-- START Dataset content --
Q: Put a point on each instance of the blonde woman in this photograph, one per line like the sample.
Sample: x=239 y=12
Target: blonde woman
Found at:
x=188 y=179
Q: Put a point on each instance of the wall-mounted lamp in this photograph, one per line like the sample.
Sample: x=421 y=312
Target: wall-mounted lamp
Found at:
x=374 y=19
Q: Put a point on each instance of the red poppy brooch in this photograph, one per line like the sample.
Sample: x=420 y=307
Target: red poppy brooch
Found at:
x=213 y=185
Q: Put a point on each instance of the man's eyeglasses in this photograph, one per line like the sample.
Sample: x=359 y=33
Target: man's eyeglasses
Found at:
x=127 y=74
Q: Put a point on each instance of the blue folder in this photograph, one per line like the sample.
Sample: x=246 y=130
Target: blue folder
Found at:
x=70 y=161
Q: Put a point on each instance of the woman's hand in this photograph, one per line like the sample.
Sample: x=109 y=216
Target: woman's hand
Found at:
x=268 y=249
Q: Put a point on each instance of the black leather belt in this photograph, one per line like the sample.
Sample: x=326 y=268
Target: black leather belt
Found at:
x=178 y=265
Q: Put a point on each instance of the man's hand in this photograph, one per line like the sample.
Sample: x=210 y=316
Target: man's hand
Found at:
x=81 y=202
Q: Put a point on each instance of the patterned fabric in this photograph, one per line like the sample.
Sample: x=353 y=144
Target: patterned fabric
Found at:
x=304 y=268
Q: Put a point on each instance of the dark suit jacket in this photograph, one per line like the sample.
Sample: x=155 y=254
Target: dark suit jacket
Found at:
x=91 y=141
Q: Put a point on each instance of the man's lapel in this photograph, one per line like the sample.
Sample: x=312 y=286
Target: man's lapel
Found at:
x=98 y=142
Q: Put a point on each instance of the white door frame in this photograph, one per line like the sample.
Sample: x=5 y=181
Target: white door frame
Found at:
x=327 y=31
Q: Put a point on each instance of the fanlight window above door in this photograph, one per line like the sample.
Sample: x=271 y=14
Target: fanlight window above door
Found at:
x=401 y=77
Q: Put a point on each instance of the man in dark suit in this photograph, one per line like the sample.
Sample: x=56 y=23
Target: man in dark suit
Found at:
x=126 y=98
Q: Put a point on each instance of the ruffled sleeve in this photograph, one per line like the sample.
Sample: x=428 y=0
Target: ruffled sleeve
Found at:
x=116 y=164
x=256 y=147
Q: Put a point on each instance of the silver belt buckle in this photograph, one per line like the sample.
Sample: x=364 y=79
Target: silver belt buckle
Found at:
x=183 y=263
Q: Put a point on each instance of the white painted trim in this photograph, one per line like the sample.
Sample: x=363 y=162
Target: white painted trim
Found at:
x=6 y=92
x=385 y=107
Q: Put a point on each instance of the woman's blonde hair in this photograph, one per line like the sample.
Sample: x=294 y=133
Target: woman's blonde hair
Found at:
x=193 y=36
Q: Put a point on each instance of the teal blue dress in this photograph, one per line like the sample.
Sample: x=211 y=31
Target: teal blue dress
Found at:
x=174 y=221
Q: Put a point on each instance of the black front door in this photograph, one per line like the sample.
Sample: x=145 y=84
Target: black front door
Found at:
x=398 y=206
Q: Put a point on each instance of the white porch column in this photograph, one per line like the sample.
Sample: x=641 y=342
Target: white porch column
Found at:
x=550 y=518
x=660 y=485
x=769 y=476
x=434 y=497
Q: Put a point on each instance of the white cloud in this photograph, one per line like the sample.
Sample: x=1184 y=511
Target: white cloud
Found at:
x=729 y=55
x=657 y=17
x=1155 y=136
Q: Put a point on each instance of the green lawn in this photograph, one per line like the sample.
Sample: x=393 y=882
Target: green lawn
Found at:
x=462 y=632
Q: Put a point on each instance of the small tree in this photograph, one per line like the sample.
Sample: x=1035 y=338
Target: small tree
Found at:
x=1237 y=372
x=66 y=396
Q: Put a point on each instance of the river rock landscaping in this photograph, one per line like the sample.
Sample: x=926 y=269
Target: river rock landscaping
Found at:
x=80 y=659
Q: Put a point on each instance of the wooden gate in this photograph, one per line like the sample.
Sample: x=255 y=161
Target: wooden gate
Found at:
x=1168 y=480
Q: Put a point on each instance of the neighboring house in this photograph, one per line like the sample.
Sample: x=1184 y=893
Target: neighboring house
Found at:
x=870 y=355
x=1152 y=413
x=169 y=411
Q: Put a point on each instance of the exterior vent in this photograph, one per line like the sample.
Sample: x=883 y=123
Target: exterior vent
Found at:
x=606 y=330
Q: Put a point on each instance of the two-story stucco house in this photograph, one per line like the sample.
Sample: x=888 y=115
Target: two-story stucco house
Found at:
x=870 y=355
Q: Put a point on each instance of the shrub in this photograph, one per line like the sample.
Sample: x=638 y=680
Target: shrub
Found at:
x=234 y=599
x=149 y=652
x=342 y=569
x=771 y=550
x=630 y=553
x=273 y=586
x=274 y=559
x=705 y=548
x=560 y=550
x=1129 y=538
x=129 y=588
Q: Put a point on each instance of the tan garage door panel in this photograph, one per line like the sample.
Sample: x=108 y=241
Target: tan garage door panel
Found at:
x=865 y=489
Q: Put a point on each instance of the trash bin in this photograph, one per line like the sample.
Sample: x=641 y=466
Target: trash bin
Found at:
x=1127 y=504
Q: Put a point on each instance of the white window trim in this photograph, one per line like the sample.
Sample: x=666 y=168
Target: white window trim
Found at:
-- END Dataset content --
Your instructions: Please rewrite every line of the entries, requests included, starting at the line that has "Q: Put a point on each instance of the black front" and stopping after the line that has "x=169 y=411". Add 8 to each x and y coordinate in the answers, leaving the sample coordinates unchanged.

Task answer:
Q: Put a point on each instance of the black front door in this photograph, one per line like the sample.
Sample: x=145 y=84
Target: black front door
Found at:
x=406 y=214
Q: Put a point on each instance of the white porch column in this photograph, one per line like the sample.
Sample: x=641 y=342
Target: white porch column
Found at:
x=558 y=526
x=668 y=493
x=777 y=484
x=442 y=505
Q: Put a point on each instance of the white cloud in this photograph, one per line like the sample.
Sample: x=1184 y=511
Target: white cloud
Found at:
x=737 y=63
x=665 y=25
x=1163 y=144
Q: Put a point on each instance of the green lawn in this photograph, one per line like the sample.
Sample: x=393 y=882
Target: green lawn
Found at:
x=470 y=640
Q: Put a point on each instance of the small tree in this photograph, one per line like the sample.
Sample: x=1035 y=338
Target: small tree
Found at:
x=1245 y=380
x=74 y=404
Q: Put a point on each instance of the river rock landscaping in this photograph, one per line like the sample.
Sample: x=926 y=269
Target: river rock landscaping
Found at:
x=88 y=667
Q: Put a point on each instance of the wooden gate in this photograph, one per line like the sample.
Sample: x=255 y=161
Target: wooden gate
Found at:
x=1176 y=488
Q: Put a point on each instance of the neighboring house in this photograph, one per line like the sample.
Sample: x=1184 y=893
Target: neighboring house
Found at:
x=878 y=363
x=1160 y=421
x=177 y=419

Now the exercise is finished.